[Rows from a pointing dataset]

☆ ☆ ☆ ☆ ☆ ☆ ☆

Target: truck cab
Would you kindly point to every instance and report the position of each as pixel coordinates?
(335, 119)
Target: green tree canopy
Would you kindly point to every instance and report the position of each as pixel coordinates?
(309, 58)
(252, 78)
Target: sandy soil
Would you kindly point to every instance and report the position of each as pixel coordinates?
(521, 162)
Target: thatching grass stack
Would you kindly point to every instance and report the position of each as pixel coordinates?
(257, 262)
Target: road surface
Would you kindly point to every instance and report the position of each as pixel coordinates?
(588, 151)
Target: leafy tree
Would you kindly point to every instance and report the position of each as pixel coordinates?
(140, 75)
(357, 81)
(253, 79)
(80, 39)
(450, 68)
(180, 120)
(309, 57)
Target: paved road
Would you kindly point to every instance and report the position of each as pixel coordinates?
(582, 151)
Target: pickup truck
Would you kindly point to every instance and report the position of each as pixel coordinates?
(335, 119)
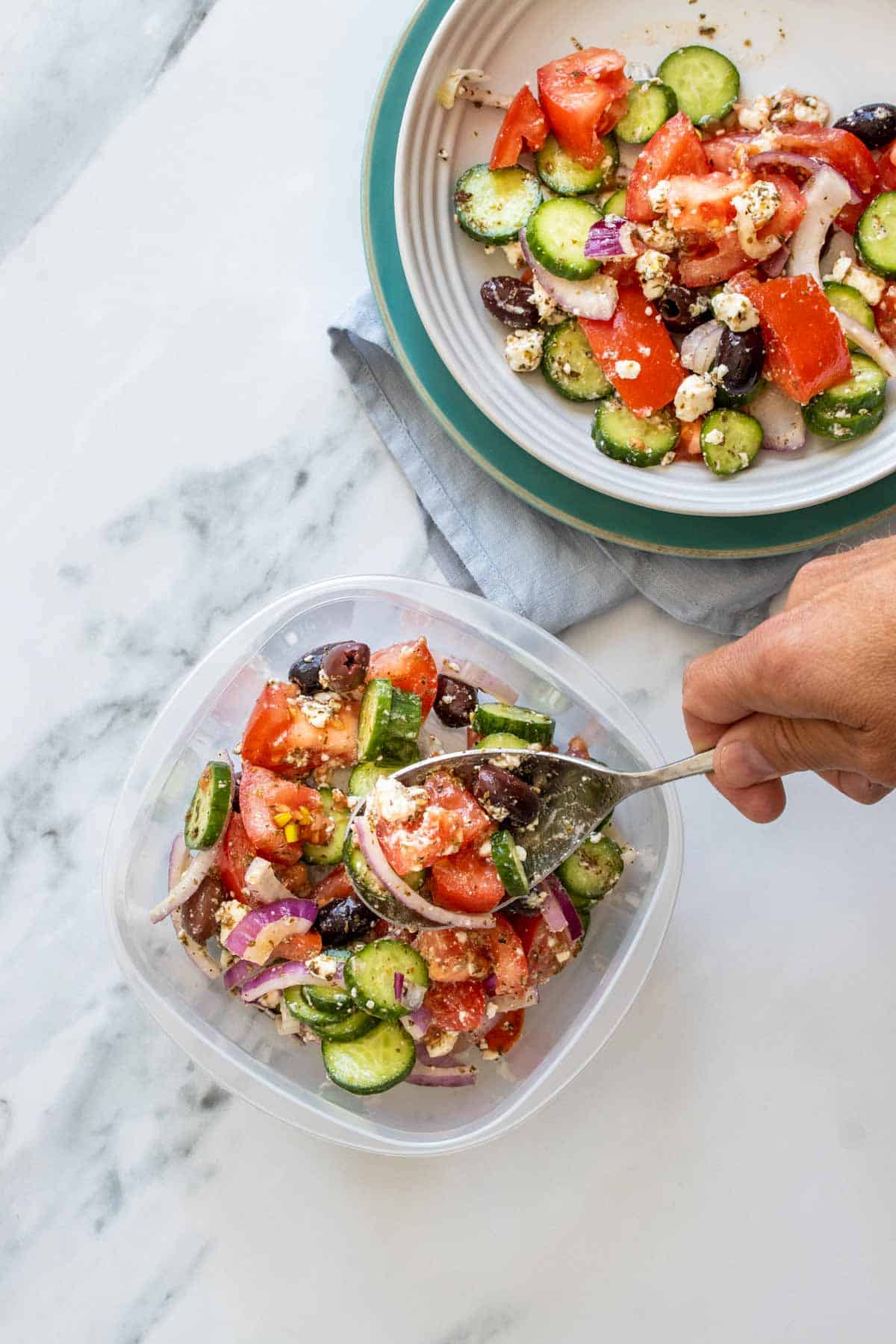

☆ ☆ ☆ ☆ ☆ ☆ ☆

Stated goal —
Filter the records above down to the lines that contain the string "tree", and copy each of those lines unchanged.

Exercise answer —
Target: green tree canopy
Target: leafy tree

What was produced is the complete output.